== What you should do ==
Retype the listing that follows, word for word.

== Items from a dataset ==
○ ○ ○ ○ ○ ○ ○

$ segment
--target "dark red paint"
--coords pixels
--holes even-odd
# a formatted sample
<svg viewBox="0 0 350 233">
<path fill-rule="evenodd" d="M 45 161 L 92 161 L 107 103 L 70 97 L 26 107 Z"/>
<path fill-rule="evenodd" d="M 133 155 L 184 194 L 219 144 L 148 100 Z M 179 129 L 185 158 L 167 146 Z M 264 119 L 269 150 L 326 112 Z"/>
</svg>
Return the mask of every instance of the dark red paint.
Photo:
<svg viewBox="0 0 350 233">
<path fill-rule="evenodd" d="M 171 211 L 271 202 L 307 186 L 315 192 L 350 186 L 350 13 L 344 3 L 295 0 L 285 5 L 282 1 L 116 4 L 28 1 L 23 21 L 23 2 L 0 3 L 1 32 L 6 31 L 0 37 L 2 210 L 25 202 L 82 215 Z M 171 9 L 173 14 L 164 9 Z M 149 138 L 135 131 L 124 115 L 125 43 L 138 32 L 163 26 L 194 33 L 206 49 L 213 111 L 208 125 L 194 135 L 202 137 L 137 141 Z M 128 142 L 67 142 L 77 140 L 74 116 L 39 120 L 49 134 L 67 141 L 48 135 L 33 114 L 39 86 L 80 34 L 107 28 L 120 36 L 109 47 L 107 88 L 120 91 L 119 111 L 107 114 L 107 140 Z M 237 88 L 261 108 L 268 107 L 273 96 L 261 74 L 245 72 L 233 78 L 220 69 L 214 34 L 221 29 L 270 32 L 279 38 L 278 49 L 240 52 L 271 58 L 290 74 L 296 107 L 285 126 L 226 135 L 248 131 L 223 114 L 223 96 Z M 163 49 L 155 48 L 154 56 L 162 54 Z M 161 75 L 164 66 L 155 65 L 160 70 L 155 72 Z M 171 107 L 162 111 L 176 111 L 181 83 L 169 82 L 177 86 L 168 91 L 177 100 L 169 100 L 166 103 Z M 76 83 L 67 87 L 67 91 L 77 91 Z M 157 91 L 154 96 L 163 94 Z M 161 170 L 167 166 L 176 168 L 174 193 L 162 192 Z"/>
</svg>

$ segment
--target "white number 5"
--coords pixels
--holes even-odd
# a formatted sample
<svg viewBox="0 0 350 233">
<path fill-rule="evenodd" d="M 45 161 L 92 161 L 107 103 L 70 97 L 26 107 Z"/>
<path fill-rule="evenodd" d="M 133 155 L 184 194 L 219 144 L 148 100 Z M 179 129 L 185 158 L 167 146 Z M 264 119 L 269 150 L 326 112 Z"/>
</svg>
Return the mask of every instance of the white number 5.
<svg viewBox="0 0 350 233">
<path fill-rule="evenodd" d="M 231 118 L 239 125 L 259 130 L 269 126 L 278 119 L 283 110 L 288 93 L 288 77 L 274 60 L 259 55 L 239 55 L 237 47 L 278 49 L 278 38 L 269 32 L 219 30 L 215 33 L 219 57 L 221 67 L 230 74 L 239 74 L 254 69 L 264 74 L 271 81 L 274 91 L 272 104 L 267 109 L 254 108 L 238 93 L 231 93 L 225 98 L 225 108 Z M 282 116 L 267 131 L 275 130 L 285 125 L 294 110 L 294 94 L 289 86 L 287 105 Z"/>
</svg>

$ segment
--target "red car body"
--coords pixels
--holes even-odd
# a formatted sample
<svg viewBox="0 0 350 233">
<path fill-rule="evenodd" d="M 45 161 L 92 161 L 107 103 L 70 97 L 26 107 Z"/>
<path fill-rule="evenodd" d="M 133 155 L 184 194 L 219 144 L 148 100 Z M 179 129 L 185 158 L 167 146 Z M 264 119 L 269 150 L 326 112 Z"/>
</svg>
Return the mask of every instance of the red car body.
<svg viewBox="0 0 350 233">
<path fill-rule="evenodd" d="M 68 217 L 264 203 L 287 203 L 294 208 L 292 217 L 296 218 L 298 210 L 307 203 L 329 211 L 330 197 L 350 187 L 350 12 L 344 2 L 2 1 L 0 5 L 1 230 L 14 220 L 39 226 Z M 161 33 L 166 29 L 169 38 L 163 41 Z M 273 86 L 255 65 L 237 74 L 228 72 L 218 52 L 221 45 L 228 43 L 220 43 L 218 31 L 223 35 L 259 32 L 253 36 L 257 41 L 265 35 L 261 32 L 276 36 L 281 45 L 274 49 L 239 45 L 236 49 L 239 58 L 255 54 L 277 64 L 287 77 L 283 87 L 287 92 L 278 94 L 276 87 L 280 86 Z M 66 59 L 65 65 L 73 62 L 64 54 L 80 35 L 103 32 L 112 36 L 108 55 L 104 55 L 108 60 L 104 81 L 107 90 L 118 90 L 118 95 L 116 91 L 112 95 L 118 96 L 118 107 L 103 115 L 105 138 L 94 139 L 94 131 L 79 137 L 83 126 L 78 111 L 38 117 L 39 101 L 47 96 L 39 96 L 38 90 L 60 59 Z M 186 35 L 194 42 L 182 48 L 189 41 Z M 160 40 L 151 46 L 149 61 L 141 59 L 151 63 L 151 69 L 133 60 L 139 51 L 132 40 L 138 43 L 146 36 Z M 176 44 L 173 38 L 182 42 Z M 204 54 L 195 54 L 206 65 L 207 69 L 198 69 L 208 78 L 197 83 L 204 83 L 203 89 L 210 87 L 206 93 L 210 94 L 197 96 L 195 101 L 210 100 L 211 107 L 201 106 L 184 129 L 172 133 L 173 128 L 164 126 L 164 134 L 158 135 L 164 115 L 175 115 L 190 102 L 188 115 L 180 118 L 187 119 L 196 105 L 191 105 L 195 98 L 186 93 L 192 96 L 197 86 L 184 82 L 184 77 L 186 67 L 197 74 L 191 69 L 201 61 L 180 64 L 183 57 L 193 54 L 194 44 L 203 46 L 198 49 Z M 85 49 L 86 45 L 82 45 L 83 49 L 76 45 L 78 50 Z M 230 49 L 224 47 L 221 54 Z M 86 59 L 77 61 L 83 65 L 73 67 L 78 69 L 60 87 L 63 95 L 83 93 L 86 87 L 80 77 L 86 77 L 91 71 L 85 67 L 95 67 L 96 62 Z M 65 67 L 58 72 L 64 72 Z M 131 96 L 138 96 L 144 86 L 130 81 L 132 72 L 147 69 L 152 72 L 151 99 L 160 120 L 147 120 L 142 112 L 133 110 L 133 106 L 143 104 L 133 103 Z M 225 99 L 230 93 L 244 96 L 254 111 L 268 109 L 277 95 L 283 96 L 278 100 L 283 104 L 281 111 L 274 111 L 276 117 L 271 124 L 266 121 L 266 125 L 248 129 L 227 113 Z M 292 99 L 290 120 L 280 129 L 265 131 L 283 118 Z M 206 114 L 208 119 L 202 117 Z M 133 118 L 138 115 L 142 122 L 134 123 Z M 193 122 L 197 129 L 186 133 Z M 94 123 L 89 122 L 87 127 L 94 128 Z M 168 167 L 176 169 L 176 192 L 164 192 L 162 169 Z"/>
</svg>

○ ○ ○ ○ ○ ○ ○

== Result below ==
$ segment
--target "dark red paint"
--coords pixels
--holes even-odd
# a formatted sample
<svg viewBox="0 0 350 233">
<path fill-rule="evenodd" d="M 45 161 L 92 161 L 107 103 L 70 97 L 26 107 Z"/>
<path fill-rule="evenodd" d="M 133 155 L 184 194 L 219 144 L 148 100 Z M 179 129 L 185 158 L 167 146 Z M 264 119 L 269 150 L 326 112 Z"/>
</svg>
Return the mask of every instance of the dark red paint.
Photo:
<svg viewBox="0 0 350 233">
<path fill-rule="evenodd" d="M 171 211 L 271 202 L 307 186 L 315 192 L 350 186 L 350 13 L 344 3 L 295 0 L 285 5 L 282 1 L 116 4 L 28 1 L 23 21 L 23 2 L 0 3 L 1 32 L 6 31 L 0 37 L 2 210 L 25 202 L 82 215 Z M 171 9 L 173 14 L 164 9 Z M 149 138 L 135 131 L 124 115 L 125 43 L 138 32 L 163 26 L 194 33 L 206 49 L 213 111 L 208 125 L 194 135 L 202 137 L 137 141 Z M 128 142 L 67 142 L 77 140 L 74 116 L 39 120 L 49 134 L 67 141 L 48 135 L 33 114 L 39 86 L 80 34 L 107 28 L 120 36 L 109 47 L 107 88 L 120 91 L 119 111 L 107 114 L 107 140 Z M 237 88 L 261 108 L 268 107 L 273 96 L 261 74 L 245 72 L 233 78 L 220 69 L 214 34 L 221 29 L 270 32 L 279 38 L 278 49 L 240 52 L 271 58 L 290 74 L 296 107 L 285 126 L 226 135 L 248 131 L 223 114 L 223 96 Z M 163 49 L 155 48 L 154 56 L 162 54 Z M 161 75 L 164 66 L 155 65 L 160 70 L 155 72 Z M 171 107 L 162 111 L 176 111 L 181 83 L 169 82 L 177 86 L 168 91 L 177 100 L 169 100 L 166 103 Z M 76 83 L 67 87 L 67 91 L 77 91 Z M 157 91 L 154 96 L 163 94 Z M 161 170 L 167 166 L 176 168 L 174 193 L 162 192 Z"/>
</svg>

$ segment
--target "white number 5"
--coords pixels
--holes even-odd
# a formatted sample
<svg viewBox="0 0 350 233">
<path fill-rule="evenodd" d="M 45 161 L 92 161 L 107 103 L 70 97 L 26 107 Z"/>
<path fill-rule="evenodd" d="M 133 155 L 184 194 L 219 144 L 148 100 Z M 179 129 L 185 158 L 167 146 Z M 264 119 L 269 150 L 326 112 Z"/>
</svg>
Return the mask of every instance of the white number 5.
<svg viewBox="0 0 350 233">
<path fill-rule="evenodd" d="M 231 118 L 239 125 L 259 130 L 269 126 L 278 119 L 283 110 L 288 93 L 288 77 L 274 60 L 259 55 L 239 55 L 237 47 L 278 49 L 278 38 L 269 32 L 219 30 L 215 33 L 219 57 L 221 67 L 230 74 L 239 74 L 254 69 L 264 74 L 271 81 L 274 91 L 272 104 L 267 109 L 254 108 L 238 93 L 231 93 L 225 98 L 225 108 Z M 282 116 L 267 131 L 275 130 L 285 125 L 294 110 L 294 94 L 289 86 L 287 105 Z"/>
</svg>

$ segment
--target "red car body"
--coords pixels
--holes even-odd
# a formatted sample
<svg viewBox="0 0 350 233">
<path fill-rule="evenodd" d="M 45 161 L 92 161 L 107 103 L 70 97 L 26 107 Z"/>
<path fill-rule="evenodd" d="M 133 155 L 184 194 L 219 144 L 148 100 Z M 179 129 L 185 158 L 167 146 Z M 264 119 L 269 150 L 326 112 Z"/>
</svg>
Return the mask of every instance of the red car body.
<svg viewBox="0 0 350 233">
<path fill-rule="evenodd" d="M 68 217 L 264 203 L 287 203 L 294 208 L 292 217 L 296 218 L 298 210 L 307 203 L 329 211 L 330 197 L 350 187 L 350 12 L 344 2 L 2 1 L 0 5 L 1 230 L 14 220 L 39 226 Z M 161 33 L 166 29 L 169 38 L 163 41 Z M 273 86 L 255 65 L 237 74 L 228 72 L 218 52 L 221 45 L 228 43 L 220 43 L 218 31 L 223 35 L 259 32 L 253 36 L 257 41 L 265 35 L 261 32 L 276 36 L 281 45 L 274 49 L 239 45 L 236 49 L 239 58 L 255 54 L 277 64 L 287 77 L 283 87 L 287 92 L 278 94 L 276 87 L 280 86 Z M 66 59 L 65 65 L 73 62 L 64 54 L 80 35 L 103 32 L 112 36 L 108 55 L 104 55 L 108 60 L 104 81 L 107 90 L 118 90 L 118 95 L 116 91 L 112 95 L 118 96 L 118 107 L 103 115 L 105 138 L 94 139 L 94 131 L 79 137 L 83 126 L 78 111 L 38 117 L 39 101 L 47 96 L 39 96 L 38 90 L 60 59 Z M 186 35 L 194 42 L 182 48 L 189 41 Z M 160 40 L 151 46 L 149 61 L 141 59 L 151 63 L 151 69 L 133 60 L 139 51 L 132 40 L 138 43 L 146 36 Z M 176 44 L 173 38 L 182 42 Z M 204 54 L 195 54 L 206 65 L 207 69 L 198 69 L 208 78 L 197 83 L 204 83 L 203 89 L 210 87 L 206 93 L 210 94 L 197 96 L 195 101 L 210 100 L 211 107 L 201 106 L 184 129 L 172 133 L 173 128 L 164 126 L 164 134 L 158 135 L 164 115 L 175 115 L 190 102 L 188 115 L 180 118 L 187 119 L 196 105 L 191 105 L 195 98 L 186 93 L 192 96 L 197 86 L 184 82 L 184 77 L 186 67 L 197 74 L 191 69 L 201 61 L 180 64 L 183 57 L 193 54 L 194 44 L 203 46 L 198 49 Z M 85 49 L 86 45 L 82 45 L 83 49 L 76 45 L 78 50 Z M 230 49 L 224 47 L 221 54 Z M 86 59 L 77 61 L 83 65 L 73 67 L 78 69 L 60 87 L 63 95 L 83 93 L 86 87 L 80 77 L 86 77 L 91 71 L 85 67 L 95 67 L 96 62 Z M 65 67 L 58 72 L 64 72 Z M 131 96 L 138 96 L 144 86 L 130 81 L 132 72 L 147 69 L 152 72 L 151 99 L 160 120 L 147 120 L 142 112 L 133 110 L 133 106 L 143 104 L 133 103 Z M 225 99 L 230 93 L 244 96 L 254 111 L 268 109 L 277 95 L 283 96 L 278 100 L 283 104 L 281 111 L 274 111 L 276 117 L 271 124 L 266 121 L 266 125 L 248 129 L 227 113 Z M 292 99 L 290 120 L 280 129 L 265 131 L 283 118 Z M 206 114 L 208 119 L 202 117 Z M 133 118 L 138 115 L 142 122 L 134 123 Z M 193 122 L 197 129 L 186 133 Z M 94 123 L 89 122 L 87 127 L 94 128 Z M 168 167 L 176 169 L 176 192 L 164 192 L 162 169 Z"/>
</svg>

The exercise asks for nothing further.